== GIVEN PASSAGE ==
- - -

“If you know the soundtrack of my life, you’ll know what’s in my heart, mind, and soul.”

—Kofi. J Adisa

This past week, I spoke with Kofi J. Adisa over Zoom about music, memory, and the work of listening. What follows is a reflection on that exchange, along with the full conversation and a playlist of songs that surfaced throughout it.

We first met in Cleveland after his March 2026 Chair’s Address at the Conference on College Composition and Communication. The room had just given him a standing ovation. What stayed with me wasn’t a particular claim or point, but the feeling it produced—recognition, yes, but something more difficult to name, a sense of connection that felt both immediate and shared.

🎧 Listen to the full conversation:

Before Writing, There Was Sound

Long before theory, before academic language, before even the idea of writing as a practice, there was music. Adisa describes growing up in Washington, D.C., moving through the city on buses and trains, always listening. Music wasn’t background noise or something to turn on and off; it was constant, a presence that helped him make sense of whatever moment he was in.

There’s a particular kind of recognition in that experience. A song can meet you exactly where you are, often before you have the words to explain it yourself. For Adisa, that relationship became instinctive, shaping not only how he listened but how he communicated.

Even something as ordinary as an answering machine became a form of expression. Instead of speaking, he would let a song play—thirty seconds of R&B or jazz that said everything he didn’t need to. People would hear it and understand, or at least feel something, and that distinction becomes central to how he thinks about meaning. Again and again, he returns to the idea that feeling is not separate from knowledge, but one of its most important forms.

- - -

== EXERCISE SET ==
#1 Answer from the Kofi J. Adisa piece.
(a) In which city did the writer first meet Adisa?
(b) Where did Adisa grow up?
(c) What did Adisa let play on his answering machine instead of speaking?
#2 Continue the Kofi J. Adisa piece, starting right after its last sentence.
The listing that comes next is separate material, unrelated to the Kofi J. Adisa piece.

== SOURCE MATERIAL ==
- - -

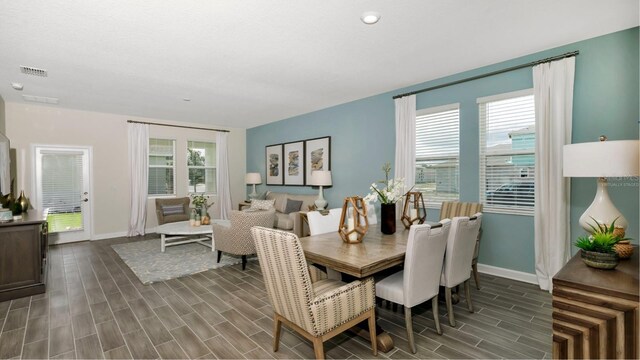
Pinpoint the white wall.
[5,102,246,239]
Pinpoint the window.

- - -

== EXERCISE RESULTS ==
#1
(a) Cleveland
(b) Washington, D.C.
(c) Thirty seconds of R&B or jazz

#2
Learning to Hear

When Adisa talks about becoming an English major, he does not begin with writing. He begins with listening. He remembers a professor reading Flannery O’Connor out loud, not simply reading but performing—shaping the rhythm of each sentence and allowing the language to move through the room in a way the printed page alone could not. Part of what made that moment resonate was the way O’Connor’s work brings together the textures of Southern life with a distinctly Catholic moral vision, giving her language both familiarity and depth.

In that moment, what struck him was not the content of the story, but its sound. “I want to sound like that,” he remembers thinking, and the distinction matters. It shifts the focus from writing as a visual or intellectual act to something embodied and auditory—something that must be heard and felt as much as understood.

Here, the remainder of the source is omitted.